→ **THE TASK**: Transcribe the listing verbatim. Do not carry over any pictures.

→ **PROVIDED ENTRIES**:
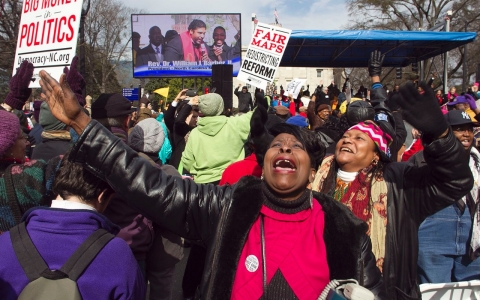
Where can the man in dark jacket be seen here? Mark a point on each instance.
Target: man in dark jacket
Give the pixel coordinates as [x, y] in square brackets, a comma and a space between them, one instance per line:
[220, 51]
[58, 231]
[245, 102]
[154, 51]
[188, 45]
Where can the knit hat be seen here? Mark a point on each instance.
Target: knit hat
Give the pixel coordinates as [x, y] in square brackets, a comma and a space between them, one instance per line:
[457, 117]
[36, 110]
[10, 127]
[323, 106]
[47, 120]
[458, 100]
[380, 138]
[110, 106]
[297, 121]
[88, 100]
[210, 104]
[281, 110]
[144, 100]
[147, 136]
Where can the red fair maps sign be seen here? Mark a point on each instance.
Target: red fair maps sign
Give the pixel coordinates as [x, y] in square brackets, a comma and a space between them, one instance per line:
[47, 35]
[264, 54]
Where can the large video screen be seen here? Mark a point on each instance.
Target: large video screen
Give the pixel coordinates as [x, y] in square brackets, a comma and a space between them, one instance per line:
[184, 45]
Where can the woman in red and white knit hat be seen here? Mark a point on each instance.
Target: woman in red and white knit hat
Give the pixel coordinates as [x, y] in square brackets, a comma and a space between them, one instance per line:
[394, 198]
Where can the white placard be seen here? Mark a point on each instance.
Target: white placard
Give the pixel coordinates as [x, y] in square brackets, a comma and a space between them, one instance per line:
[263, 55]
[47, 35]
[294, 87]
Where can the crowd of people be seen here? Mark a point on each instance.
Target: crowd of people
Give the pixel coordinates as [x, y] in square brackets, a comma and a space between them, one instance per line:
[184, 46]
[274, 202]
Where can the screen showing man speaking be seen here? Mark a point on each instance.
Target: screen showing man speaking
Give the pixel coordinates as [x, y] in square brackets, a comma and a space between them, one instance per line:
[186, 45]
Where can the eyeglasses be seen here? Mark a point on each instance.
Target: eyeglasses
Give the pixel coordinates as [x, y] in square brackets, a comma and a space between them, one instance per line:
[463, 129]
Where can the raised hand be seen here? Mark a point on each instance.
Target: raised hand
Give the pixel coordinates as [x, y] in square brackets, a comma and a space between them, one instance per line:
[375, 63]
[422, 111]
[75, 80]
[63, 102]
[471, 101]
[19, 91]
[259, 134]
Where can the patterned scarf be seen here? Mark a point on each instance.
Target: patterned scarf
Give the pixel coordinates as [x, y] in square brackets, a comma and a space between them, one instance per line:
[366, 197]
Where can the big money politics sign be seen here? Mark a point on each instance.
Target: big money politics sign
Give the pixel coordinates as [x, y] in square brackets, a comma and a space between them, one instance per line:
[47, 35]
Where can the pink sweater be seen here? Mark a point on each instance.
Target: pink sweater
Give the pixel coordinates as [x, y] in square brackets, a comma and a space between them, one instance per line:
[294, 245]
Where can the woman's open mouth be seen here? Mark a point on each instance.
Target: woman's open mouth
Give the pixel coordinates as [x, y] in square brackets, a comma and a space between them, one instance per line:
[284, 165]
[345, 149]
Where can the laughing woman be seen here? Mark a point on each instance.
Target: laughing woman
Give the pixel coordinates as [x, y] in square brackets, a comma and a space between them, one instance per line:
[394, 198]
[269, 238]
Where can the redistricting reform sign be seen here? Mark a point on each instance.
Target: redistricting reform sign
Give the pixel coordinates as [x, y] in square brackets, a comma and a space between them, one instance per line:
[47, 35]
[264, 54]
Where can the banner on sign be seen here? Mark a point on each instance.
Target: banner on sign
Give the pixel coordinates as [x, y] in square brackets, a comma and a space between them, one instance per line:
[294, 87]
[263, 55]
[47, 35]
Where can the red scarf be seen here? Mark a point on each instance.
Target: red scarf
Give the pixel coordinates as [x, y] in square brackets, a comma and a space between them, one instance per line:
[190, 53]
[357, 196]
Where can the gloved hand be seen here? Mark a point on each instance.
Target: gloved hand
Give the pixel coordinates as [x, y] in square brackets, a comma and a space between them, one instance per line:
[19, 91]
[422, 111]
[375, 63]
[392, 103]
[378, 95]
[471, 101]
[75, 80]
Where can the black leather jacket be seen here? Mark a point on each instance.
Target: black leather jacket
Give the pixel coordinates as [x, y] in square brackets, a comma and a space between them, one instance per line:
[218, 216]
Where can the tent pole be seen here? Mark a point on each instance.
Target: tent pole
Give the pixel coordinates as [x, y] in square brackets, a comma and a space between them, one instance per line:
[445, 58]
[464, 67]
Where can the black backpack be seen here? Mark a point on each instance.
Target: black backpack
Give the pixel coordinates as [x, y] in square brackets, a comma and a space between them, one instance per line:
[54, 284]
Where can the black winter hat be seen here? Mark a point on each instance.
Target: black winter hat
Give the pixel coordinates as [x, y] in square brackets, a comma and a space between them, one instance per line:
[359, 111]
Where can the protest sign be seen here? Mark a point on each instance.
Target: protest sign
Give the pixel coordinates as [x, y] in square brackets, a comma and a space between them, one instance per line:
[294, 87]
[263, 55]
[47, 35]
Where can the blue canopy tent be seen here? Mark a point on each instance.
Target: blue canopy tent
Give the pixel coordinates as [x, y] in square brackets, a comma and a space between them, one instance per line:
[352, 48]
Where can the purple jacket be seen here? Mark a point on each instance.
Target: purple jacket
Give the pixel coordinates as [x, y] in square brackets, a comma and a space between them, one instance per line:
[57, 233]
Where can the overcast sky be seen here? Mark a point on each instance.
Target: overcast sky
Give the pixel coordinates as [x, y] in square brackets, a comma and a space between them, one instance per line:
[294, 14]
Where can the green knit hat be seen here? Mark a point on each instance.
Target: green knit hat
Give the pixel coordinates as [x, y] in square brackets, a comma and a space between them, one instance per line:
[210, 104]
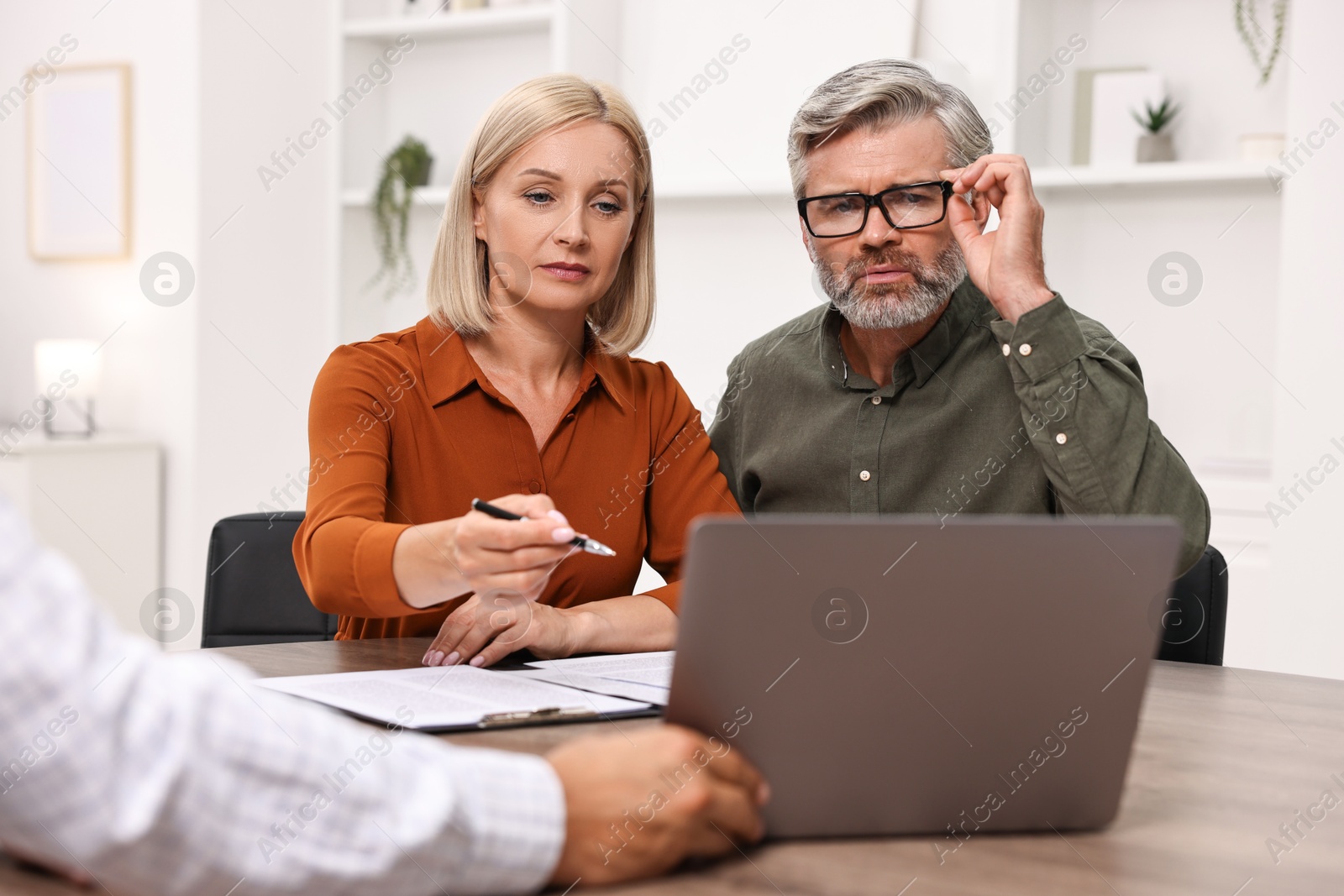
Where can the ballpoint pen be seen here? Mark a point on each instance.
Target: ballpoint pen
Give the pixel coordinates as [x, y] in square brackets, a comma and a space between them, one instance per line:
[580, 542]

→ **ANSWER TO THIS EXERCISE**:
Where can the man in dark jacket be seen here? Mark a point on each instance.
Target: man in dark jacket
Give the pixel coordinates as [x, y] in square brackets, a comma and a space between them, one instance per line:
[220, 51]
[58, 231]
[245, 102]
[154, 51]
[188, 45]
Where can the knit hat be seen here? Mark a point on each instance.
Target: knit hat
Give the pixel coordinates as [x, y] in square brackets, a comma and a space between them, one instance per line:
[457, 117]
[36, 110]
[10, 127]
[323, 106]
[47, 120]
[458, 100]
[380, 138]
[110, 106]
[297, 121]
[88, 100]
[210, 104]
[281, 110]
[144, 100]
[147, 136]
Where can the red fair maps sign be seen here? Mark a point on each instance.
Target: red fair maps sign
Give the pixel coordinates as [x, y] in square brackets, a comma and a space between them, one instance per line:
[47, 35]
[264, 54]
Where can the large video screen be seen here? Mark a point on each instance.
Target: large video screen
Give the pixel coordinates as [x, y] in square brackets, a comma and a space between them, one instance per line:
[184, 45]
Where can the woman in red and white knit hat be seen here? Mark a point on each instance.
Target: woman in red and white knit hat
Give the pixel coordinates as [x, y] in square brackets, a comma and a space between them, one instance per line:
[394, 198]
Where can the white placard be seen here? Mark a point on each instance.
Target: white placard
Give the pixel coordinates as [x, y] in square brackets, a comma and a space between them, one instance per line:
[263, 55]
[47, 35]
[294, 87]
Where can the crowd of people be seen here? Mark a point on each instance.
Target: crowd of people
Give the pixel coordinates as [x, y] in square brackets, a comma and a space between them, one instance per line:
[184, 46]
[274, 202]
Where can the screen showing man speaking be seen here? Mark a point on each instance.
Target: screen showing man speaking
Give the pixel coordinates as [x, y] in square brackets, a comma and a space between them, one instance per line:
[186, 45]
Where can the eyeglasses be seen here? Mark a point on each instance.
Target: eyeglasses
Give the pixel coordinates as [x, y] in square brackets, a comma and a space between them, one instance per line:
[463, 129]
Where can the raised hand be seen here? Mark a point on each instance.
Target: raised hand
Give the pixel coordinates as [x, y] in square brackets, a comma and a space between them, one instance per line:
[375, 63]
[422, 111]
[75, 80]
[63, 102]
[471, 101]
[19, 91]
[259, 134]
Where can the patterned scarf be seen here? Mark a point on each instance.
Target: patterned scarf
Give the pixel coordinates as [x, y] in square brackets, a comma and a space between them, one instance per line:
[366, 197]
Where can the big money politics sign be seen here? Mark a point on each instance.
Target: big money politics sign
Give the pixel coordinates as [x, y] in square brackets, a comma and a space between them, one instance per line:
[47, 35]
Where can the pink sweater be seen here? Mark a point on each instance.
Target: pink sweater
Give the pixel coordinates as [x, y] in square brackets, a comma and a space between them, one instance per line:
[294, 245]
Where can the woman's open mouth be seen here? Mark a point on each instance.
Target: woman's open mouth
Give the pixel coordinates as [x, y] in square brackets, a comma and a space between them, one instance per line:
[284, 165]
[345, 149]
Where can the laughing woman be seen here? Mark a point on each instance.
Target: laughing woman
Give the pixel coordinates as [x, y] in square brackets, a comma and a space between them, one instance per line:
[394, 198]
[269, 238]
Where can the redistricting reform sign be seen here? Mark a point on each instance.
Target: redistricting reform sign
Give the pixel coordinates as [x, y] in square brackets, a comma and a space between them, one instance per line:
[47, 35]
[264, 54]
Where can the banner on sign be seen here? Mark a point on each instance.
Target: banner on sign
Give the pixel coordinates as [x, y] in square brackets, a comma and a space between them, one instance per line:
[294, 87]
[263, 55]
[47, 35]
Where can the red scarf be seen here? Mark a point on each instance.
Target: red scarf
Give the pixel coordinates as [x, y] in square brackets, a comma and a space between them, one instance per line:
[190, 53]
[357, 196]
Where can the gloved hand be seen here? Mark a point on each instance.
Target: gloved hand
Give the pixel coordinates as [x, y] in square brackets, a comma and a space between them, one instance per line:
[19, 91]
[422, 111]
[375, 63]
[392, 103]
[378, 95]
[471, 101]
[75, 80]
Where can the black leather jacket be seen here? Mark a point on each instance.
Target: black leather jacket
Give the pixel coordinates as [x, y] in square brackets, a comma and a space between them, one instance per line:
[218, 216]
Where can the tent pole be seen here? Mark a point on each instance.
Target: tent pole
Give the pixel coordinates as [x, y] in square brackets, a comma and a space between them, one instance per line:
[445, 58]
[464, 67]
Where can the black backpack be seen here? Mark a point on each instance.
Target: black backpack
Give the pixel coordinates as [x, y] in square brackets, a comma and a space between them, one instance per line:
[54, 284]
Where can the black winter hat be seen here? Mark a point on each instance.
Target: black winter hat
Give the pixel coordinates as [x, y] in square brackets, a comma and a space between them, one instance per line:
[359, 111]
Where can the protest sign be seen here? Mark a point on each instance.
Target: protest sign
Give the pixel coordinates as [x, y] in square brackets, a comma and a space between them, one instance per line:
[294, 87]
[263, 55]
[47, 35]
Where can the blue canopy tent be seen here? Mark a point on each instance.
Target: blue canopy tent
Give the pixel coordinates as [x, y] in square brackets, a comma and a space between them, one instance per line:
[352, 48]
Where can the purple jacket be seen here? Mark a point on each instance.
Target: purple jacket
Give the pixel coordinates as [x, y] in square brackets, a comma and a space between them, one instance per line:
[57, 233]
Where can the overcast sky be seen here? Mark a point on each instance.
Target: overcast sky
Give the pixel coordinates as [x, y] in square brackets, a comma and a space between them, one instance per line:
[294, 14]
Where can the green knit hat be seen here? Mark a point on each instance.
Target: green knit hat
Give the pixel coordinates as [x, y] in square brackets, a comma and a space between them, one instance per line:
[210, 104]
Where can the ballpoint pen be seen here? Mark a point on each instance.
Target: ballpoint pen
Give the pixel coordinates as [x, y] in square brackets, a comma and a space between them, one instance per line:
[580, 542]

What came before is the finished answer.